== Görev 1 ==
Aşağıdaki kaynak metne göre şu ifadelerin her biri için evet ya da hayır deyin ve kararı belirleyen sözleri metinden aynen alıntılayın: (a) Büyük Taarruz 26 Ağustos'ta başlamıştır. (b) Aksoy heykeli yapmak için 5 yıl gözlem yapmıştır. (c) Muammer Uludemir Sanat Parkı Fahrettin Altay Caddesi üzerindedir.
== Görev 2 ==
Atatürk'ün Eskişehir için söylediği sözlerle açılan kaynak metnin devamını yazın.

== Kaynak metin ==

‘Askeri harekat icabı olarak ordumuz, Eskişehir ve Eskişehir halkına bir fedakarlık yüklemek mecburiyetinde idi…
………….
Bu bütün millet için fedakarane bir hareket idi ve bu şehir halkı ona göğüs gerdi. Tebrik ederim…
…………
Gördüğüme göre halk aydın ve faaldir. Toprak verimlidir. Az zamanda zayiatı telafi ve fedakarlıklarıyla  iftihar edecektir. (Mustafa Kemal Atatürk)
……………
Ulu Önder Atatürk bu sözü 26 Ağustos’ta başlayan, 30 Ağustos’ta zaferle taçlanan Büyük Taarruz bittiği gün Eskişehir için söylemiş…
………….
Eskişehir halkından övgüyle bahsetmiş…
………….
Aradan tam 102 yıl geçmiş…
……………. 
Merak etme Atam,  bu halk her zaman senin izinde…
………
Ne mutlu Eskişehirliyim diyene…

KURTULUŞ YOLU ANITI

Selçuk’ta Heykeltıraş Mehmet Aksoy tarafından yapılan ‘Kurtuluş Yolu Anıtı’ her yıl 26 Ağustos’ta saat 12.30’u gösterdiğinde güneşle buluştuğu anda Atatürk siluetine dönüşüyor…
……….
Bu heykeli yapmak için 3 yıl gözlem yapan Aksoy’un 26 Ağustos’u tercih etmesinin nedeni, Büyük Taarruzun başlandığı güne denk gelmesi…

SANAT PARKI

Fotoğrafları bir okurumuz Whatsapp hattımıza göndermiş…
…………..
Yer Uluönder Mahallesi Fahrettin Altay Caddesi üzerinde bulunan Muammer Uludemir Sanat Parkı…
………….

(Bir veri kümesinden öğeler)
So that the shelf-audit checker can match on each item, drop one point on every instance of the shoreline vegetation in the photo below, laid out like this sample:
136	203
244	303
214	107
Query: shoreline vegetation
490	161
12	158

== Görev yanıtı 1 ==
(a) Evet: "26 Ağustos’ta başlayan, 30 Ağustos’ta zaferle taçlanan Büyük Taarruz"
(b) Hayır: "Bu heykeli yapmak için 3 yıl gözlem yapan Aksoy’un"
(c) Evet: "Yer Uluönder Mahallesi Fahrettin Altay Caddesi üzerinde bulunan Muammer Uludemir Sanat Parkı…"

== Görev yanıtı 2 ==
Okurumuz diyor ki ‘Parkın içinde kalan amfi terk edilmiş eve dönmüş. Bazı bölümlerinde ateşler yakılmış, duvarlarına yazılar yazılmış’ diyor…

SOSYAL MEDYA
DURMAYI BİLMEK!

Temel ile Dursun, bir gün kumar masasına oturmuşlar neleri var, neleri yok her şeylerini kaybetmişler…
………………….
En nihayet kumar masasından Temel çırılçıplak, Dursun ise bir tek donla kaldıktan sonra kalkıp eve doğru yürümeye başlamışlar...
………………
Gece yarısı Temel çıplak, Dursun donla bir süre yürüdükten sonra Temel Dursun'a dönmüş ve; "Ula Dursun senin neyini seviyrum  piliyimisun? "
Dursun ;"Neyumi seviyisun" demiş…
…………………..
Temel ; "Kumarda nerede duracağuni çok iyi piliyisun."
…………………
Yıllarca "Durmak yok Yola Devam" diyenlere ısrarla oy verip kıçında bir tek don kalınca duracağı yeri bilenlere selam olsun...

TEMEL’İN KÖŞESİ

ZEYTİN

Temel lüks bir otelde sabah yaparken, yeşil zeytini çatalı ile bir türlü alamamaktadır. Bunu gören garson zeytini çatal ile alıp, Temel'e uzatınca bizimki: – Ha pen oni pi saattir yormasuydum sen zor yakalar idun...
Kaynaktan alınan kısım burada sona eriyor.